TO-DO LIST:
**A.** Retype the part of the piece on electric vehicle charging stations starting at "The slow rollout" and ending at "That’s no surprise.".
**B.** In the piece on electric vehicle charging stations, how many new charging stations has the $7.5 billion effort produced so far?
**C.** Continue the piece on electric vehicle charging stations from its last sentence.

SELECTED EXTRACT:

At a Rose Garden event this week, President Joe Biden bragged that “Thanks to my Bipartisan Infrastructure Law, we’re building a network of 500,000 charging stations all across America.”
This is about as believable as the story of his uncle’s cannibalistic demise.
The truth is that Biden’s five-year, $7.5 billion effort to jump-start the development of electric vehicle charging stations is doing the opposite. The money has so far produced only eight new charging stations in two years. The overall growth rate in EV charging stations has slowed since he signed that bill. And earlier this month, Tesla gutted its EV charger efforts, dealing the entire scheme a huge blow.
In other words, this is shaping up to be a massive waste of taxpayer money.
The slow rollout of the Biden-approved EV stations is in part due to cumbersome rules and regulations required to access the money. That’s no surprise.
But it’s actually having a broader negative impact, slowing the growth of EV stations overall.
In the two years before Biden signed that infrastructure bill, the number of EV charging stations grew by roughly 20,000, according to data compiled by the Department of Energy. In the two years since, just 16,000 stations went online, even as EV sales accelerated. The result is that the ratio of charging stations to EVs is about half what it was in 2021. The administration says not to worry, because the buildout will soon take off. We aren’t holding our breath.
But even if the stations do start to roll out, these numbers don’t account for the large number of charging ports that aren’t working at any given time because of communication failures, power outages, software bugs, or other problems with the complicated tech.
A survey by J.D. Power found that almost 21% of drivers using public charging stations reported malfunctions. And when a Wall Street Journal reporter went around to 30 fast-charging stations in the Los Angeles area, she encountered problems at more than 40% of them.
Even the new ones Biden is spending $7.5 billion to install, which are supposed to meet 95% reliability standards, don’t work as advertised.
When Green Biz tested one of the new stations in New York in January – just a month after it was installed – it found that two of the four chargers had malfunctioning credit card readers, one had a blank screen, and the other was completely unusable.
There’s still another problem that EV zealots ignore. Because it takes far longer to charge an electric car than it does to fill up a gas tank, there would have to be multiples more charging ports than gas pumps to prevent massive lines from forming at charging stations.
Only 22% of all the ports today are “fast charging,” which despite the name still require about half an hour to charge an EV to 80%. The vast bulk of available ports are level 2 chargers, which require more than an hour to “fill” an EV battery. The remainder are level 1, which take more than a day.

GIVEN DATA:
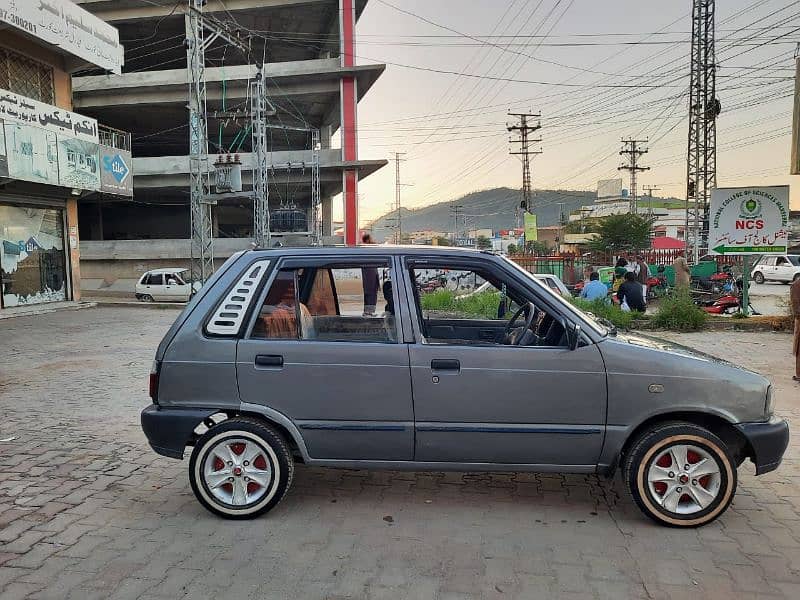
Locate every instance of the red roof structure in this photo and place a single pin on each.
(667, 243)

EXPECTED ANSWERS:
**A.**
The slow rollout of the Biden-approved EV stations is in part due to cumbersome rules and regulations required to access the money. That’s no surprise.

**B.** Eight new charging stations in two years.

**C.**
“The average number of chargers per electric vehicle charging station should be significantly higher than the average number of pumps per gas station,” writes Joe Thomas in Medium.
Given that there are more than a million gas pumps in the country today, that means there’d have to be 10 times as many charging ports as Biden envisions for a fully electric fleet.
Biden has said that if consumers are to accept EVs, “electric charging stations have to be as easy to find as a gas station, and that’s what this will be.”
Sorry, Joe. That will never happen. No matter how much of our money you throw at it.
— Written by the I&I Editorial Board



Biden and progressives conjured up a problem and skipped straight to their preferred solution (the one where the government must be heavily involved and dictatorial) whereas most thinking people want to define the actual problem first. I can’t see that EVs solve anything. If the claimed problem is that vehicles emit CO2 then maybe the better approach — the one where everyone keeps their current vehicle — is to look at carbon neutral fuels. And even that’s assuming everyone can agree CO2 is some sort of problem.
There is a well-defined actual problem that CO2 emissions contribute to the greenhouse effect, and it’s not something that “Biden and progressives conjured up.” It’s been well known by everyone in the transportation field for many decades.
Given it’s a problem, EVs are always going to be a lot more efficient than carbon-neutral fuels because internal combustion involves a lot of energy loss. Everyone already replaces their vehicles over a cycle of a few decades, so “everyone keeps their current vehicle” doesn’t seem like a real requirement. And government has always been a big factor in transportation, because it impacts shared resources like roads and the environment.
It seems to me the only strong point you made above is “not everyone recognizes that CO2 emissions are a problem.” That points to the need for better scientific communication and education around this issue.
>>“not everyone recognizes that CO2 emissions are a problem.” That points to the need for better scientific communication and education around this issue.
Too late. It’s long been clear that talk of CO2 has been conjured as an excuse to apply solutions in search of a real problem, and what you think of “better scientific communication and education” sounds to me like “more propaganda.”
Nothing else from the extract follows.